Choice Hotels Defends Pipeline as it Pushes Wyndham Bid
07.11.2023 - 20:23
/ skift.com
/ Sean Oneill
/ Patrick Pacious
Choice Hotels International said the organic growth of its development pipeline is healthy despite claims it has recently relied on growth by acquisitions instead.
“Through our superior speed-to-market conversion processes and best-in-class franchisee support, we are able to move projects quickly through the pipeline,” said president and CEO Patrick Pacious during an earnings call on Tuesday.
Choice said its legacy brands in the U.S. that were upscale, extended-stay, and midscale expanded in room count by 1.9%. That figure excluded its economy brands and brands from its recent acquisition of Radisson Americas — which together make up roughly half of its portfolio by property count.
Choice Hotels also said it had opened the prototype for its flagship midscale Comfort brand last month, with 136 projects in the pipeline.

## TASK LIST
[a] Answer each question about the Choice Hotels article:
(i) On what day of the week did Patrick Pacious speak during an earnings call?
(ii) By what percentage did Choice's legacy U.S. brands expand in room count?
(iii) How many projects does the Comfort brand have in the pipeline?
[b] The Choice Hotels article gives a room-count growth figure for certain legacy U.S. brands. Which brand segments does that figure cover?
[c] Resume the Choice Hotels article after its final sentence.

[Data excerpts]
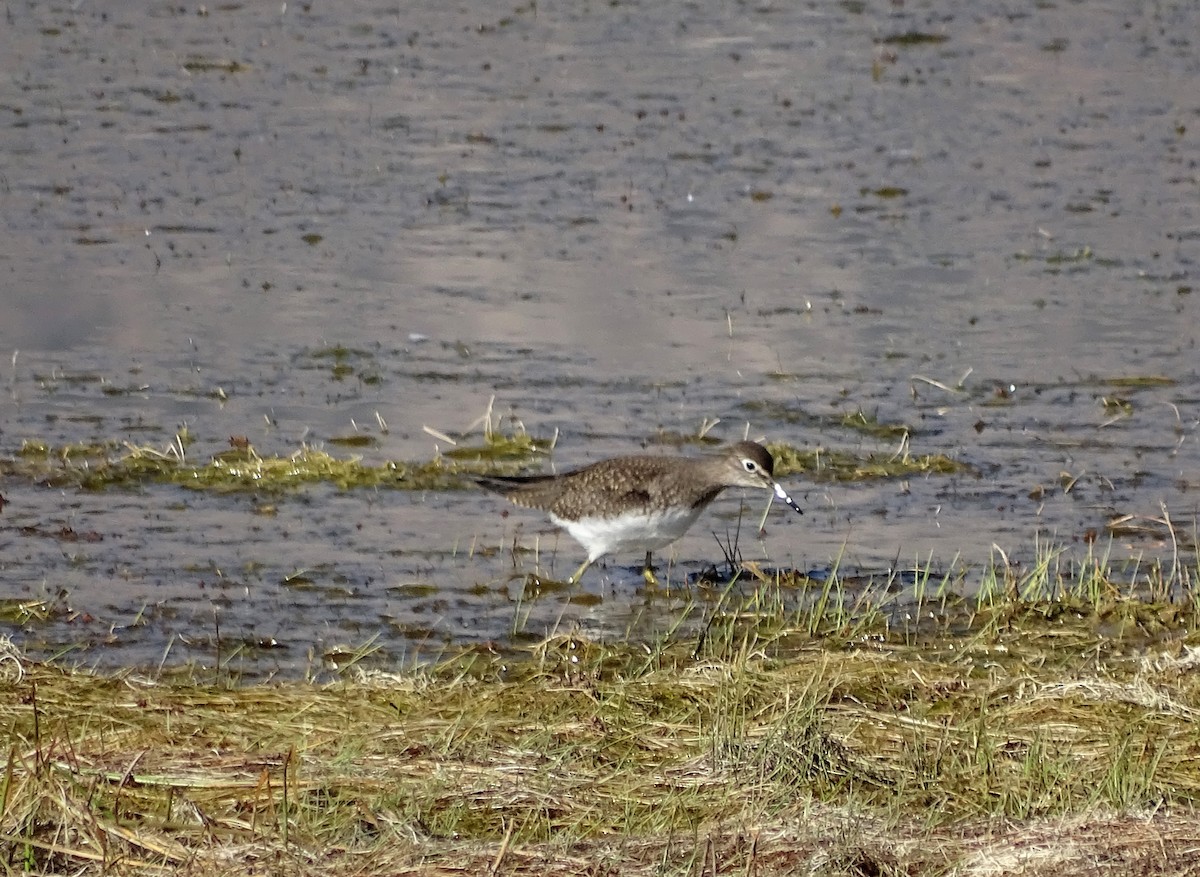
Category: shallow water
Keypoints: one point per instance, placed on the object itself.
(619, 220)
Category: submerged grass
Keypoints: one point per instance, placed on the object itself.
(113, 464)
(1045, 725)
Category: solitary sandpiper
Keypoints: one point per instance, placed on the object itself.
(643, 502)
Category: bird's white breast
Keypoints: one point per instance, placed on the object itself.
(629, 530)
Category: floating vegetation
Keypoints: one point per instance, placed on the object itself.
(844, 466)
(801, 725)
(100, 466)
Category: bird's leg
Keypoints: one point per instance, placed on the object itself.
(579, 574)
(648, 572)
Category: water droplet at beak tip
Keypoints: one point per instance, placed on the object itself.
(783, 494)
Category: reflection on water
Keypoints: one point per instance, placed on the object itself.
(617, 220)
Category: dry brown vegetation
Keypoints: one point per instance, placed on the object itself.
(1023, 749)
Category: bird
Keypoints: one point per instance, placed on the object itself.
(637, 502)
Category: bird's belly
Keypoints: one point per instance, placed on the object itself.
(641, 530)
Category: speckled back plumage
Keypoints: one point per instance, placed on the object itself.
(640, 502)
(610, 487)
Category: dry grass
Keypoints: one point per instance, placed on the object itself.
(589, 760)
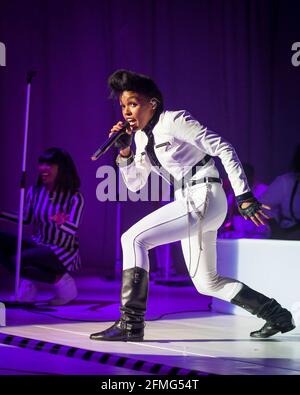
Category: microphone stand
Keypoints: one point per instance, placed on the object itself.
(16, 303)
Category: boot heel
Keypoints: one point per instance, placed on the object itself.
(135, 339)
(288, 328)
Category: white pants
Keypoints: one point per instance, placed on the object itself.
(179, 221)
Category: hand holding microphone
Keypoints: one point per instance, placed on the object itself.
(120, 136)
(125, 140)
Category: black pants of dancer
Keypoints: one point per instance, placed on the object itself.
(37, 263)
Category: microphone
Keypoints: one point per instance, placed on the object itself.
(111, 140)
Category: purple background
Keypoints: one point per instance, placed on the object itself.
(227, 62)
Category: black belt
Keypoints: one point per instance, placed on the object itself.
(205, 179)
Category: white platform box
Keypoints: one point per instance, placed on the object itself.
(271, 267)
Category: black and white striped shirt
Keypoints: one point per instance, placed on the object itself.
(40, 206)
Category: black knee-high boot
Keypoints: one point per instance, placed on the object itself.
(130, 326)
(278, 319)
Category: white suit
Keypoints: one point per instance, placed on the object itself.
(198, 210)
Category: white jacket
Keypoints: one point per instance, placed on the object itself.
(180, 143)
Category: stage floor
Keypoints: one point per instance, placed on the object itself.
(181, 337)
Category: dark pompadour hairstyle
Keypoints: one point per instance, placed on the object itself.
(125, 80)
(67, 177)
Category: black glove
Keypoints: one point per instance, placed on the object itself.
(251, 210)
(124, 141)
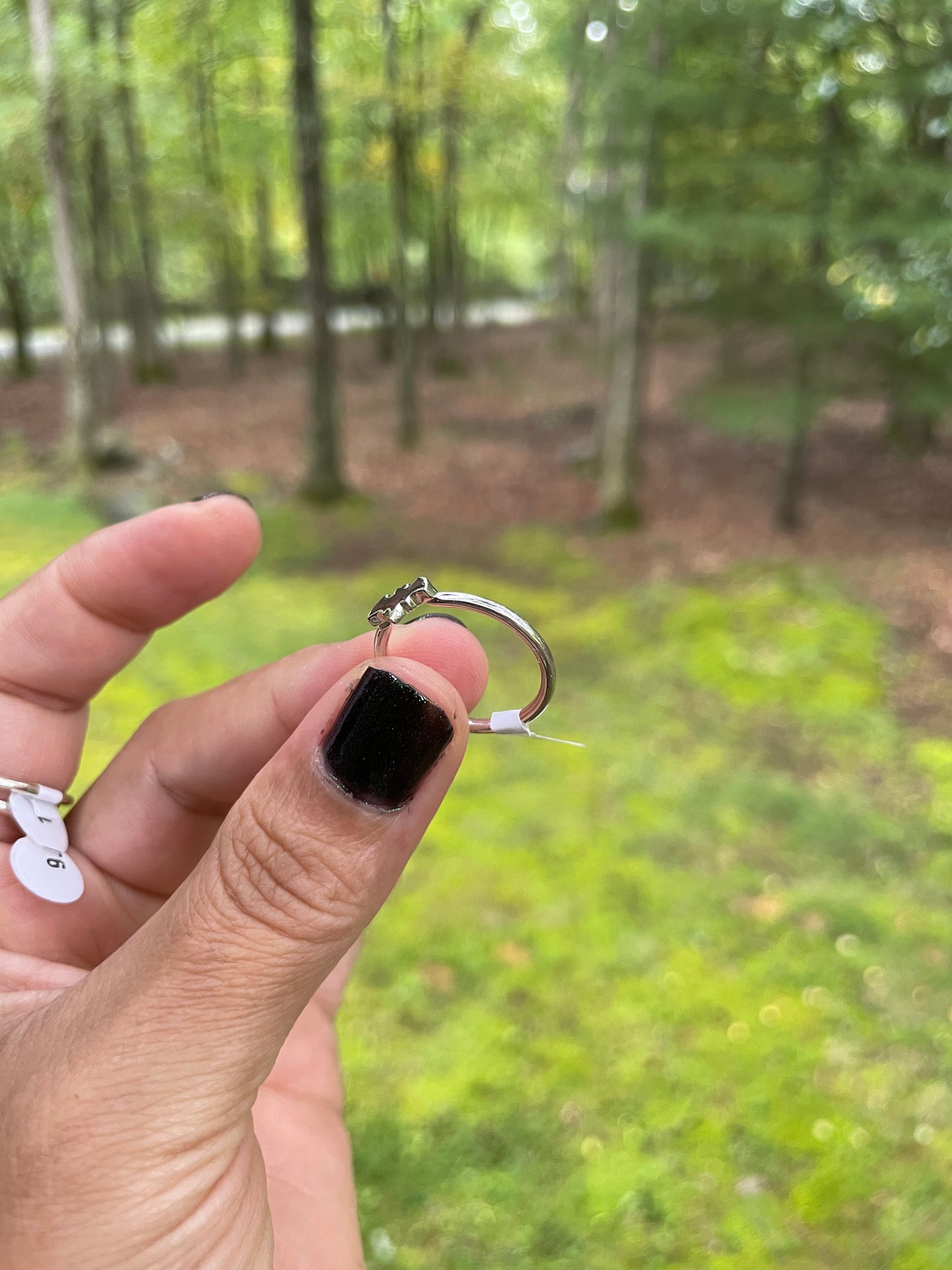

## ANSWERS TO THE PROBLEMS
[a]
(i) Tuesday
(ii) 1.9%
(iii) 136

[b] Upscale, extended-stay, and midscale

[c]
Yet some analysts are looking closely at the larger patterns.
“Choice-legacy room count has negative to modest footprint growth,” said Joseph Greff, lead hospitality analyst at J.P. Morgan, in a report before the earnings call. “Its closest comparable, Wyndham, has positive net footprint growth of about 4% year-over-year.”
Choice last month made a hostile takeover bid of Wyndham, which led to carping by Wyndham executives — who last week critiqued Choice Hotels’s performance.
“Choice has used M&A [mergers and acquisitions] to mask its lack of organic growth through the $675 million acquisition of the rights to use the Radisson brand in the Americas, which has accounted for the entirety of their reported system growth since the transaction closed of August of 2022,” said Wyndham CEO Geoffrey Ballotti on an earnings call.
Choice Hotels had two years of negative organic growth in its hotel pipeline for its legacy (non-Radisson) brands.
Choice’s pipeline slowdown appeared to be a partial drag on revenue per available room.
Its domestic revenue per available room rose 1.4% for the first nine months of 2023. But in the third quarter, its domestic revenue per available room was only $64, down 0.8% from a year earlier.
Choice’s growth in revenue per available room has lagged U.S. hotel group rivals.
Choice Hotels executives highlighted a few reasons for optimism about its hotel development pipeline.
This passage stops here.